Source:
That is certainly not what I am saying, and "responsibility" for your lack or orgasm is one for a professional.

As for intimacy in your marriage, from the few details I've picked up from other threads, it is not difficult to imagine that your husband felt/feels some combination of inadequacy/failure/deceit. for 20 years he thought he was getting the job done, then he learns that's not the case. 

Can you take some small solace in the fact that if it's not good for you, he doesn't want to be selfish and worry about only himself? It's a tricky one, but he hasn't said "I'll get mine, you worry about yours."

Is it clear to everyone that unlovedbyhim did not start this thread?

QuiteSoul started it, and unlovedbyhim has a similar situation, but much more extreme situation, it seems.


----------



## Cletus (Apr 27, 2012)

In a usual case of wanting what you can't have, I wish my wife wanted to orgasm with me through any means other than PIV, at least once in a while.

When I'm feeling particularly judgmental about the whole situation, I come to the conclusion that the ease with which intercourse satisfies her has made her a lazy lover. The only time in our marriage she ever showed any initiative in improving our sex life was during our first year, when we were learning how to get her off through the Only Approved Method. Once that got figured out and became reliable, she showed little interest in any other efforts to expand our repertoire.


----------



## PBear (Nov 16, 2010)

Data block:
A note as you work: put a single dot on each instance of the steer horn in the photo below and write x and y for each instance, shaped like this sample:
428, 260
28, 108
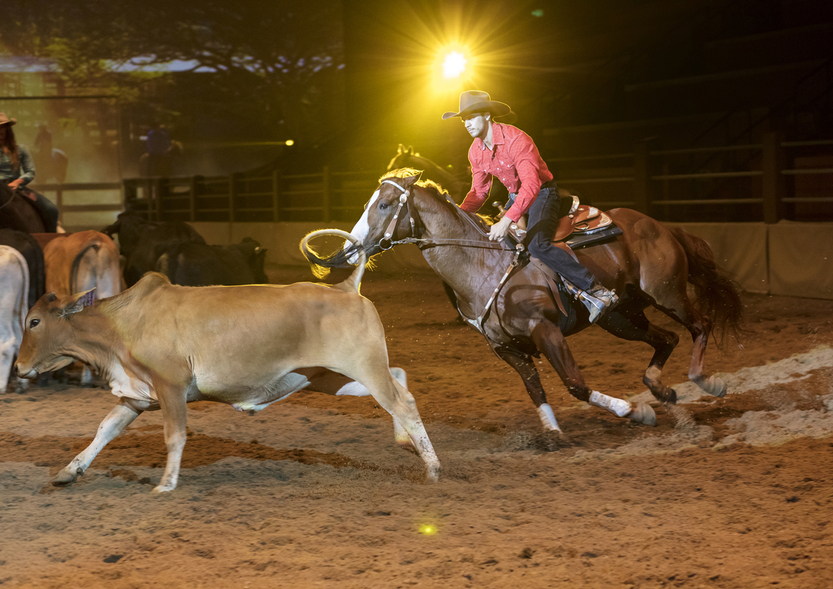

Task instructions: Copy the forum thread between "Is it clear" and "in a while.", inclusive, swapping "situation" for "predicament".

Answer to this exercise:
Is it clear to everyone that unlovedbyhim did not start this thread?

QuiteSoul started it, and unlovedbyhim has a similar predicament, but much more extreme predicament, it seems.


----------



## Cletus (Apr 27, 2012)

In a usual case of wanting what you can't have, I wish my wife wanted to orgasm with me through any means other than PIV, at least once in a while.